• WRITTEN REQUEST
Give back exactly the lines from the one containing "the swan, one" through the end of the records, including both, and no others.

• SUPPLIED DATA
--- BEGIN ---

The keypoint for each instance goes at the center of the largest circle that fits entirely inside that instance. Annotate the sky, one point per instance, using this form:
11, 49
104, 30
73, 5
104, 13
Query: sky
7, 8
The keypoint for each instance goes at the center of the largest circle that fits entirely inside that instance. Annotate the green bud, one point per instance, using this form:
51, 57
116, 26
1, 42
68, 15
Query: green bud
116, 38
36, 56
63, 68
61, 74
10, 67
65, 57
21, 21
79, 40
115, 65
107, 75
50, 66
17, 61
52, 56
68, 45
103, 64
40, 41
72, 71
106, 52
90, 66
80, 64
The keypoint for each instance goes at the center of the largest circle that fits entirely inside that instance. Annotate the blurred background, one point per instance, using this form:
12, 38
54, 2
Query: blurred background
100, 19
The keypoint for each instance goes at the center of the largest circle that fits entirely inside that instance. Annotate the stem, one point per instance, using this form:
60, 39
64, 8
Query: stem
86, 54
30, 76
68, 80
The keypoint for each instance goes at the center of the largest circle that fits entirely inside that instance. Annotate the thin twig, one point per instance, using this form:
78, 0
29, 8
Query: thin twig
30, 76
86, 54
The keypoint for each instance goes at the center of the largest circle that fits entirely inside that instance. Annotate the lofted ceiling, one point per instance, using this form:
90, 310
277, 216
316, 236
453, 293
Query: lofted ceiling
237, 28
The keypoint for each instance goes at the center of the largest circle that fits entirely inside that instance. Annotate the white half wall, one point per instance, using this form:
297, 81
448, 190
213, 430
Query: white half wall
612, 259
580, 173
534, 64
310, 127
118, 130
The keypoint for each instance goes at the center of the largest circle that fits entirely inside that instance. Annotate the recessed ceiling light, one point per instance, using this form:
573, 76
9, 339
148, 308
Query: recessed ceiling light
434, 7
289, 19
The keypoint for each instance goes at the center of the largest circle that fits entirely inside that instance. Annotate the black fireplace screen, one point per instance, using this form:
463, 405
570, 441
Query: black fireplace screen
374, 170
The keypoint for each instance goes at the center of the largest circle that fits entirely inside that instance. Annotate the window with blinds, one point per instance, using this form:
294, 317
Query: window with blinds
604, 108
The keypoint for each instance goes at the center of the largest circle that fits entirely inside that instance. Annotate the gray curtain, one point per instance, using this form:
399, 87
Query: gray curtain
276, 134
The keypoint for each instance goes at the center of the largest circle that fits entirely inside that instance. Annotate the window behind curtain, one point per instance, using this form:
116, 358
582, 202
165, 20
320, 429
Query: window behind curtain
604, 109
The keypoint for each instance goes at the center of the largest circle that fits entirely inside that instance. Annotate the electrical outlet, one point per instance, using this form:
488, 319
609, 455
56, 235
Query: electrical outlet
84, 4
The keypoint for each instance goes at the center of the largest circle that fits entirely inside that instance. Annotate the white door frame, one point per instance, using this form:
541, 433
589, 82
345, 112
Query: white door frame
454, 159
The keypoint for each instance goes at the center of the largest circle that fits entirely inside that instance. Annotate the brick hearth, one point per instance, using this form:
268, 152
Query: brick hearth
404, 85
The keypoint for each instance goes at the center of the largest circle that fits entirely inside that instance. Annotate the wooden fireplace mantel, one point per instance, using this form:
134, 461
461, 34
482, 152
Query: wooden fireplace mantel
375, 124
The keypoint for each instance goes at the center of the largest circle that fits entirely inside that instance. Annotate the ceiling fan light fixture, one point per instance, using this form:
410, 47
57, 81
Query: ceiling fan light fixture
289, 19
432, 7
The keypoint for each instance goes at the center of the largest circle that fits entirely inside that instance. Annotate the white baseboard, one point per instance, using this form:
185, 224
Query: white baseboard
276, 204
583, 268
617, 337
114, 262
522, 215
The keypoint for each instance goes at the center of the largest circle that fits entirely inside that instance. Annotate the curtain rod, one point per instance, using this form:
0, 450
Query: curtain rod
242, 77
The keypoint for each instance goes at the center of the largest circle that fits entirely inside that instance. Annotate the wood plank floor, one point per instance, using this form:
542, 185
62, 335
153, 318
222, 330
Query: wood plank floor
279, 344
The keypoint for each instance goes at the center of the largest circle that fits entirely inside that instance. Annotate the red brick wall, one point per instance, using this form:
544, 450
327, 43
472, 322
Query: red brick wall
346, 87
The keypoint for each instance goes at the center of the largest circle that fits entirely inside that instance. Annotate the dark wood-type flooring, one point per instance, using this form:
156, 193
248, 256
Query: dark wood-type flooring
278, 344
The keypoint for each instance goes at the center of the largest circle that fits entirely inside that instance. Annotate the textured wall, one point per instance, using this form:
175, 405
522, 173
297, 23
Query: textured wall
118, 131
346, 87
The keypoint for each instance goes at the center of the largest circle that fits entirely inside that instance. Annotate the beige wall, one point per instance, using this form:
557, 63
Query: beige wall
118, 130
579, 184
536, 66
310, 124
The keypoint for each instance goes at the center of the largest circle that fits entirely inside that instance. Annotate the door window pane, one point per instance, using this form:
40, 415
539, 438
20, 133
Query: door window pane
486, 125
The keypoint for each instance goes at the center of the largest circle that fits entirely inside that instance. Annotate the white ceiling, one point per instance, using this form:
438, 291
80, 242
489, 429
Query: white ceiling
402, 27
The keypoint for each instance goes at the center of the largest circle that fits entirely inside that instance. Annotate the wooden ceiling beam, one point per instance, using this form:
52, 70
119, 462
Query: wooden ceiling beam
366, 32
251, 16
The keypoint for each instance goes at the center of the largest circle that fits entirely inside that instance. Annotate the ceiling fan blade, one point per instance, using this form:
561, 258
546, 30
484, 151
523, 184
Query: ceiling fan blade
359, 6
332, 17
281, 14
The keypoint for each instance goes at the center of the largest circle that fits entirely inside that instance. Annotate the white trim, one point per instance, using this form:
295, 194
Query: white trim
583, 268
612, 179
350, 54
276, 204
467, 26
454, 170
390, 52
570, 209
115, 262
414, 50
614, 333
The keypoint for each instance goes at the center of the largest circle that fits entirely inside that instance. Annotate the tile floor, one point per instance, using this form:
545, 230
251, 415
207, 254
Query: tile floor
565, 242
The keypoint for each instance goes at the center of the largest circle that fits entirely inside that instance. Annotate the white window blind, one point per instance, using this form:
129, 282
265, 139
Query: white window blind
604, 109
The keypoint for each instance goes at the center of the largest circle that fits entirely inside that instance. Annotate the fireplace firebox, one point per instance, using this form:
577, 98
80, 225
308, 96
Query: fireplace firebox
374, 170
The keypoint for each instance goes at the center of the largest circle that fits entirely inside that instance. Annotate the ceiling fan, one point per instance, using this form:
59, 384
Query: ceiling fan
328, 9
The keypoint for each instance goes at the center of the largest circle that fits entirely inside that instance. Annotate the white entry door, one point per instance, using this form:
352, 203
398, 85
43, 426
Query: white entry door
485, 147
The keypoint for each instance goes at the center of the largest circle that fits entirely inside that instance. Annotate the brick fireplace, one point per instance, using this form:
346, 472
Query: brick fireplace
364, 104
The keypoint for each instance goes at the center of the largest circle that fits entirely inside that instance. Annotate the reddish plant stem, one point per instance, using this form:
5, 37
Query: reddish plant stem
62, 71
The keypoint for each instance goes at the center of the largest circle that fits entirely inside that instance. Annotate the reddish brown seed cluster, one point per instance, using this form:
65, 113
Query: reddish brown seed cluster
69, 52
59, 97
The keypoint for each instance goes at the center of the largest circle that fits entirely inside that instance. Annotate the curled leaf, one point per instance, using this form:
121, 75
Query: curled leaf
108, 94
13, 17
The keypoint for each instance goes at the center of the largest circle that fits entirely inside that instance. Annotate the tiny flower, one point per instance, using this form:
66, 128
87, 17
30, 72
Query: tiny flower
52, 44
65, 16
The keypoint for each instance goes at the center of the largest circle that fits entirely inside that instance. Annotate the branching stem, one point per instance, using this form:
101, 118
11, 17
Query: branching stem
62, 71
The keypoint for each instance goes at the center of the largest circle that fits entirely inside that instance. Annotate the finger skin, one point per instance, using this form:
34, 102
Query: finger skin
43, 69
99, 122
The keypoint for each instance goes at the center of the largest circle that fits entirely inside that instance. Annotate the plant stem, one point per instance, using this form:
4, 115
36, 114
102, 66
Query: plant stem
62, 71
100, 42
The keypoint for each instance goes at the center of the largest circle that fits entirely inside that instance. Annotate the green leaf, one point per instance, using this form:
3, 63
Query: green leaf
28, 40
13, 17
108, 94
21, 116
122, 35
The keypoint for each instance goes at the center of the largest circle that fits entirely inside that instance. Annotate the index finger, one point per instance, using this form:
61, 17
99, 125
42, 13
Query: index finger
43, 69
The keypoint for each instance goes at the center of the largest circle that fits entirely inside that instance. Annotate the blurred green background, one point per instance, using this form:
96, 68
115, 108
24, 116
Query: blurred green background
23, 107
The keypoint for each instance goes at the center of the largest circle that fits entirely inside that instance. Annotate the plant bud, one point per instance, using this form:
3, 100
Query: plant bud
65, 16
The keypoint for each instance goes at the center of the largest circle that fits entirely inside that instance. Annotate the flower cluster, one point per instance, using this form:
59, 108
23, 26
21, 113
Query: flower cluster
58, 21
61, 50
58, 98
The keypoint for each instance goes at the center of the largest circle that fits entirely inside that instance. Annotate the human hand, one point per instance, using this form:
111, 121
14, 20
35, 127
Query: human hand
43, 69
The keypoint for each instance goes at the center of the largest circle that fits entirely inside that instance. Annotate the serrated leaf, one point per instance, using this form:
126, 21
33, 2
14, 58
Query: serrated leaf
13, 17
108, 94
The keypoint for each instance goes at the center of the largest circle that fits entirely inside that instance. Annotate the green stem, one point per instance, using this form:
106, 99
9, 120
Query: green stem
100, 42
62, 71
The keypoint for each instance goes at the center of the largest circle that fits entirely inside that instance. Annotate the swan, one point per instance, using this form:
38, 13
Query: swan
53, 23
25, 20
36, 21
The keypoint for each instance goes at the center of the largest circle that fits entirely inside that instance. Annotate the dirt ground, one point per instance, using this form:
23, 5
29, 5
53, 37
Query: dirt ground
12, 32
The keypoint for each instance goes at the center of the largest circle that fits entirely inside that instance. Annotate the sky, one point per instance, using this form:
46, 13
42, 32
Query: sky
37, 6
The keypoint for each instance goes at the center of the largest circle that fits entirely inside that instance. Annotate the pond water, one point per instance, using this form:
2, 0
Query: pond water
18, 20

--- END ---

• OUTPUT OF THE EXERCISE
The keypoint for each instance goes at the center of the largest circle that fits entirely inside that instance. Annotate the swan, one point per instance, using this form:
38, 13
Query: swan
53, 23
25, 20
36, 21
The keypoint for each instance goes at the center of the largest circle that fits entirely inside that instance. Annotate the dirt ground, one point per instance, using this form:
23, 5
29, 5
53, 37
Query: dirt ground
12, 32
The keypoint for each instance goes at the center of the largest circle that fits entirely inside that instance. Annotate the sky, one point per instance, using this form:
46, 13
42, 32
Query: sky
37, 6
The keypoint for each instance goes at the center of the largest circle that fits entirely inside that instance. Annotate the pond water, one point per instance, using this form:
2, 0
Query: pond water
18, 20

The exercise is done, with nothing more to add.